§ **Brano scelto**
▬▬▬▬▬▬▬▬▬▬

1980 Olimpiade di Mosca. I moscoviti
1980 – Olimpiade di Mosca – I moscoviti
I moscoviti sono due: quello che è andato allo stadio e l’altro che è rimasto a casa. In tredici giorni di
gare, gli spettatori sono stati quattro milioni e mezzo.
Come spettatore, il sovietico ha deluso, e la cosa sconcerta il doppio perché,dopo il boycott, ci si
aspettava il massimo sforzo per riparare alle toppe olimpiche con un’atmosfera internazionalista. Che,
tradotta in lingua borghese, sarebbe il fair play.
Il pubblico ha disturbato parecchie gare, nel tentativo di dare una mano ai suoi atleti. Un atteggiamento
che ha raggiunto il diapason nel salto con l’asta, senza dubbio il più spettacolare momento di Mosca
’80. Il polacco “Kosa” e il francese Houvion hanno reagito ai fischi con quello che i francesi chiamano
“bras d’honeur” universale gesto del braccio che l’irrisione romanesca in genere accompagna con
l’esclamativo “tiè, beccate questo!”. Strano ma vero, il boicottaggio ha caricato i sovietici di
un’asfissiante responsabilità, obbligandoli a stravincere: in assenza di americani e tedeschi, di
giapponesi e canadesi, stravincere era l’unico modo di non perdere. Il pubblico ha preso qualche
sconfitta come una colpa, riservando ad alcuni atleti sovietici prima una pressione morbosa, poi un
crudele trattamento. Come quando ha sonoramente fischiato la precoce eliminazione di Faina Melik,
l’ucraina lanciatrice del disco, campionessa mondiale, medaglia d’oro alle Olimpiadi di Monaco,
colpevole ormai di avere oramai 35 anni. Un congedo più immemore non poteva ottenere chi allo sport
sovietico ha dato molto.

▬▬▬▬▬▬▬▬▬▬

§ **Problema breve A**
Secondo il brano scelto, quanti spettatori hanno seguito i tredici giorni di gare?
§ **Problema breve B**
Elenca, per favore, tutti i popoli che il brano scelto nomina come assenti dalle gare.

§ **Materiale**
▬▬▬▬▬▬▬▬▬▬

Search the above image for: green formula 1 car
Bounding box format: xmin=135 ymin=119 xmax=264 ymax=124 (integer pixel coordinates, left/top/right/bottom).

▬▬▬▬▬▬▬▬▬▬

§ **Risposta A**
Quattro milioni e mezzo.

§ **Risposta B**
Americani, tedeschi, giapponesi, canadesi.